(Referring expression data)
┄┄┄┄┄┄┄┄┄┄┄┄┄┄┄┄┄┄┄┄
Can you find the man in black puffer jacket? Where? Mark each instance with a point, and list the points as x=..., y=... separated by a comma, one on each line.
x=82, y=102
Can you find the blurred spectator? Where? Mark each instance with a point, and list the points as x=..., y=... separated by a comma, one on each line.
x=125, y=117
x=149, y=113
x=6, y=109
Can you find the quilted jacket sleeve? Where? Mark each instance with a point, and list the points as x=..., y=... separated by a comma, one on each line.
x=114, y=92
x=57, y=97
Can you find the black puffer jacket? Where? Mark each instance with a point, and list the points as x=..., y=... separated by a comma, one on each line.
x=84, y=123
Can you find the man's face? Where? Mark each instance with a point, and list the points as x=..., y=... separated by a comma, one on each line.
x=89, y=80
┄┄┄┄┄┄┄┄┄┄┄┄┄┄┄┄┄┄┄┄
[EXERCISE DIRECTIONS]
Find the line that contains "Can you find the blurred". Write out that line and every line after it through the end of the data, exactly, and nothing else.

[EXERCISE RESULT]
Can you find the blurred spectator? Where? Mark each instance with a point, and list the points as x=..., y=... separated by a comma, one on each line.
x=125, y=117
x=149, y=113
x=6, y=109
Can you find the quilted jacket sleeve? Where? Mark each instance with a point, and list the points as x=..., y=... separated by a comma, one on each line.
x=114, y=92
x=57, y=97
Can you find the black puffer jacket? Where? Mark each instance with a point, and list the points as x=..., y=... separated by a comma, one on each line.
x=84, y=123
Can you find the man's face? Where? Mark each instance with a point, and list the points as x=..., y=... separated by a comma, one on each line.
x=89, y=80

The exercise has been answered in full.